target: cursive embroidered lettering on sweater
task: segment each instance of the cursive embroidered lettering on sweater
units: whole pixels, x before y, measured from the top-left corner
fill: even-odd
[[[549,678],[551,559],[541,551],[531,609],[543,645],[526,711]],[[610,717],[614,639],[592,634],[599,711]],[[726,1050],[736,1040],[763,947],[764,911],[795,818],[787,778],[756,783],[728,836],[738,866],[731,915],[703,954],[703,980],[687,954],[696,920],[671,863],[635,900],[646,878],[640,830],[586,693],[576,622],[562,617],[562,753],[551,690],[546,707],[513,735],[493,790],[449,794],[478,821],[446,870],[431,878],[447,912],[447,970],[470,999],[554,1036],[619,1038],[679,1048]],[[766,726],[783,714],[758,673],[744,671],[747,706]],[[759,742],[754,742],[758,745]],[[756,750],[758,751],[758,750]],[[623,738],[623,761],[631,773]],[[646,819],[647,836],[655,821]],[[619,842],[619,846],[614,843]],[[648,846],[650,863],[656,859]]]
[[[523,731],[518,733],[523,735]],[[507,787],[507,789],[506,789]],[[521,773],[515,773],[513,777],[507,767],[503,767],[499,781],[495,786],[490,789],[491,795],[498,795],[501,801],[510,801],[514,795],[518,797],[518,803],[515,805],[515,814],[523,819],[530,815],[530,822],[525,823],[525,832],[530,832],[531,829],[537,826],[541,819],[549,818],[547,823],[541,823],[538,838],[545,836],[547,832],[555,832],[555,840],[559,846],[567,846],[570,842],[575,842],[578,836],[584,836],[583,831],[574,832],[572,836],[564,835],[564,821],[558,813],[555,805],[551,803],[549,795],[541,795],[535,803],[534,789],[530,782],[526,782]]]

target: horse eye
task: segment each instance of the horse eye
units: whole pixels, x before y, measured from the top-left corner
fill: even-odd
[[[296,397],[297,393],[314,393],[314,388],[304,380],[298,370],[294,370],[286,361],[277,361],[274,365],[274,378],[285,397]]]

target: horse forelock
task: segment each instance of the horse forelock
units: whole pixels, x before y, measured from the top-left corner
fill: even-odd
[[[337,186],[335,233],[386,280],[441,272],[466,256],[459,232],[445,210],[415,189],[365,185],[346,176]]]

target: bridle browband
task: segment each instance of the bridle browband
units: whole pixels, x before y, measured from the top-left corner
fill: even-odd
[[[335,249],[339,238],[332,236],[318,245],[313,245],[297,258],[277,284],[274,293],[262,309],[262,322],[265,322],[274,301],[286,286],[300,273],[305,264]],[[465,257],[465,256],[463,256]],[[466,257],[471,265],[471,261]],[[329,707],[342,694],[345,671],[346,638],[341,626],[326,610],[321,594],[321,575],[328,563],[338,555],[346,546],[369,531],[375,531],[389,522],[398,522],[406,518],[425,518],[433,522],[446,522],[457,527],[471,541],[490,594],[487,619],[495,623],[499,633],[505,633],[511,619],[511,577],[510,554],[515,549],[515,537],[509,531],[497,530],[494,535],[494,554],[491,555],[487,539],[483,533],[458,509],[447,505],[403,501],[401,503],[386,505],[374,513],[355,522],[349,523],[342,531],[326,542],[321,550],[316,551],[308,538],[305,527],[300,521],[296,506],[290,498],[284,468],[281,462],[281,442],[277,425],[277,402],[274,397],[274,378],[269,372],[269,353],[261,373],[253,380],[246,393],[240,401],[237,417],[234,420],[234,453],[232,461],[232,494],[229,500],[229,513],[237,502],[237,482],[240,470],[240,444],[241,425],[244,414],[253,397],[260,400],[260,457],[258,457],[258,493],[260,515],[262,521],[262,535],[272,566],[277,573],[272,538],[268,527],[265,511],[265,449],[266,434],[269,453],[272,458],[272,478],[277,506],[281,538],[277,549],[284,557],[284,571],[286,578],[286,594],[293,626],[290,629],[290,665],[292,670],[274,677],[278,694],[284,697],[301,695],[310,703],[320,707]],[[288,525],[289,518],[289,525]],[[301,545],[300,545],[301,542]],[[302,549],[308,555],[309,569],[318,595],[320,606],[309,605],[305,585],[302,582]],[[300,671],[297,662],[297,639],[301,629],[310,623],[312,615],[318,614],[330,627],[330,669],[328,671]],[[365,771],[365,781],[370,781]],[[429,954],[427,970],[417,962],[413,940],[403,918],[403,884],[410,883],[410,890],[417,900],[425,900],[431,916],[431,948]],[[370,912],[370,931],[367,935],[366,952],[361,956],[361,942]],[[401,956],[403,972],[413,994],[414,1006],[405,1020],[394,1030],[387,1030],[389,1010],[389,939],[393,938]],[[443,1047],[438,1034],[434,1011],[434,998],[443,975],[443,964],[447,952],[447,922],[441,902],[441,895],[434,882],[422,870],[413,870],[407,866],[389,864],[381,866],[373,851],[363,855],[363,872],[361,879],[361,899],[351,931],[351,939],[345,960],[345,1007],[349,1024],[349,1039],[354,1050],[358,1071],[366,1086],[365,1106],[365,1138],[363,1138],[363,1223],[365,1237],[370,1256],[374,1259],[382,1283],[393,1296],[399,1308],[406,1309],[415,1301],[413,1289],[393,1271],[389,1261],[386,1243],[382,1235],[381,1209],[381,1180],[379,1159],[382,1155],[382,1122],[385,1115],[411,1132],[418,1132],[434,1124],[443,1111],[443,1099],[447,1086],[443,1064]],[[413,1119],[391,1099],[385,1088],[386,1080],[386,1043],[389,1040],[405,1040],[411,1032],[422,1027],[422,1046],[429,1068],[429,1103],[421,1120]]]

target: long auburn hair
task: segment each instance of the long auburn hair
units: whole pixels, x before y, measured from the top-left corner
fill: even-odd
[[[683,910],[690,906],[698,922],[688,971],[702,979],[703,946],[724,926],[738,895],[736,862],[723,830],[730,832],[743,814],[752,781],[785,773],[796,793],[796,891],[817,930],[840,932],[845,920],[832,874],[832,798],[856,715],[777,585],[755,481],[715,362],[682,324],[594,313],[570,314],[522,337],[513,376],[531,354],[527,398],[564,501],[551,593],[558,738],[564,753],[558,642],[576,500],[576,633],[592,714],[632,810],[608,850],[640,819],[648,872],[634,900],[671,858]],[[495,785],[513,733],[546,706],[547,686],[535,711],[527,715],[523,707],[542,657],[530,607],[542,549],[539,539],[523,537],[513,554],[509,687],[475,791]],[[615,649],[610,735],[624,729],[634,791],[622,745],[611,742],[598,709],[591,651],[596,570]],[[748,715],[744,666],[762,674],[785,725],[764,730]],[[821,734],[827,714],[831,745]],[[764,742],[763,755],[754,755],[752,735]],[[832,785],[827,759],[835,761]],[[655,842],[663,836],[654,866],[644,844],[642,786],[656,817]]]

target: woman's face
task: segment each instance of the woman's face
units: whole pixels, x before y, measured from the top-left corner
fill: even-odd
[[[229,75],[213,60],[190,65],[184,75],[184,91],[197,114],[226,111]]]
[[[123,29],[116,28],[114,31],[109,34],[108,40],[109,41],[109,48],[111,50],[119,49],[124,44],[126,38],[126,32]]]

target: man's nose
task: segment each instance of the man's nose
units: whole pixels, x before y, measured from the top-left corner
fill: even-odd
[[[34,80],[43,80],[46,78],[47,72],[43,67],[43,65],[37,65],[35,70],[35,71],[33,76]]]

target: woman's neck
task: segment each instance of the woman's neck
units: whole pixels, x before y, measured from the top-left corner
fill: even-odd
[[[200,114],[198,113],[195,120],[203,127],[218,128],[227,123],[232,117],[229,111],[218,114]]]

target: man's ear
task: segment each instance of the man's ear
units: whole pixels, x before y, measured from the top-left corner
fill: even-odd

+===+

DIRECTIONS. Pick out every line of the listing above that contains the string "lettering". Case counts.

COMPLETE OUTPUT.
target: cursive embroidered lettering on sweater
task: segment each instance of the cursive embroidered lettering on sweater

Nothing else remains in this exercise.